> **DIRECTION**: In full and without deviation, write out the entries that follow.
(begin)
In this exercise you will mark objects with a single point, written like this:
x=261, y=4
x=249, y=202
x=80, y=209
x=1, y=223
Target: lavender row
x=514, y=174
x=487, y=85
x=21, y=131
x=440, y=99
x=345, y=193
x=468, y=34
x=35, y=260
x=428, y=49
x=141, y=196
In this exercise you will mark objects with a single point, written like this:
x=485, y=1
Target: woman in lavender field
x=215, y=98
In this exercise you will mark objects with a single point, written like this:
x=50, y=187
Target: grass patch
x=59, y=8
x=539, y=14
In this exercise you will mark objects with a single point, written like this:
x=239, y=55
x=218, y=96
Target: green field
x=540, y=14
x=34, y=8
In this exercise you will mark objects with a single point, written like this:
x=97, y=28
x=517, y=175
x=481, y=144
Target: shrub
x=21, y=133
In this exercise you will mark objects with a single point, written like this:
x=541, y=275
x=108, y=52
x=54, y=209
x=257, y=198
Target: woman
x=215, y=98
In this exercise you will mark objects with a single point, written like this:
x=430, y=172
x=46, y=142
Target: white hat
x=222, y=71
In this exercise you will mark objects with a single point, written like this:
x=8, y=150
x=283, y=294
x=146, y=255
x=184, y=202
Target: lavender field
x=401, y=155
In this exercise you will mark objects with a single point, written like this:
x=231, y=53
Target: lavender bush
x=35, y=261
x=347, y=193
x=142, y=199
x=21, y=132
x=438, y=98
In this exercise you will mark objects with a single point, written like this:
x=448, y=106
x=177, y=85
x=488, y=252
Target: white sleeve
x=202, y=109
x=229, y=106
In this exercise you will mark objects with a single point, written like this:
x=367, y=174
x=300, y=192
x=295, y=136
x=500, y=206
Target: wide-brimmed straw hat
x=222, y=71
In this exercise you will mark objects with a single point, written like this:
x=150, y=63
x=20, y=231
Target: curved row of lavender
(end)
> **SOLUTION TO THE EXERCISE**:
In this exercise you will mark objects with a single point, written like this:
x=261, y=4
x=249, y=202
x=80, y=209
x=1, y=223
Target: lavender row
x=514, y=174
x=487, y=85
x=21, y=131
x=440, y=99
x=345, y=193
x=468, y=34
x=35, y=260
x=428, y=49
x=141, y=196
In this exercise you will mark objects with a single point, written like this:
x=485, y=1
Target: woman in lavender field
x=215, y=98
In this exercise you will mark objects with a single point, written like this:
x=50, y=187
Target: grass patch
x=59, y=8
x=539, y=14
In this exercise you will mark objects with a single point, written like this:
x=239, y=55
x=218, y=96
Target: green field
x=540, y=14
x=34, y=8
In this exercise you will mark objects with a single point, written like this:
x=97, y=28
x=517, y=175
x=481, y=144
Target: shrub
x=21, y=133
In this exercise you will mark objects with a single point, written like this:
x=541, y=275
x=108, y=52
x=54, y=209
x=257, y=198
Target: woman
x=215, y=98
In this exercise you will mark objects with a single point, written like this:
x=430, y=172
x=46, y=142
Target: white hat
x=222, y=71
In this exercise you will mark objects with a single point, written like this:
x=8, y=150
x=283, y=294
x=146, y=255
x=184, y=202
Target: lavender field
x=401, y=155
In this exercise you will mark objects with a single point, written like this:
x=231, y=53
Target: lavender bush
x=35, y=261
x=347, y=193
x=142, y=199
x=21, y=132
x=438, y=98
In this exercise you will mark objects with a single point, written like this:
x=448, y=106
x=177, y=85
x=488, y=252
Target: white sleeve
x=202, y=109
x=229, y=106
In this exercise you will mark objects with a single point, written like this:
x=367, y=174
x=300, y=192
x=295, y=136
x=500, y=206
Target: wide-brimmed straw hat
x=222, y=71
In this exercise you will mark objects with a single point, written like this:
x=150, y=63
x=20, y=231
Target: curved row of lavender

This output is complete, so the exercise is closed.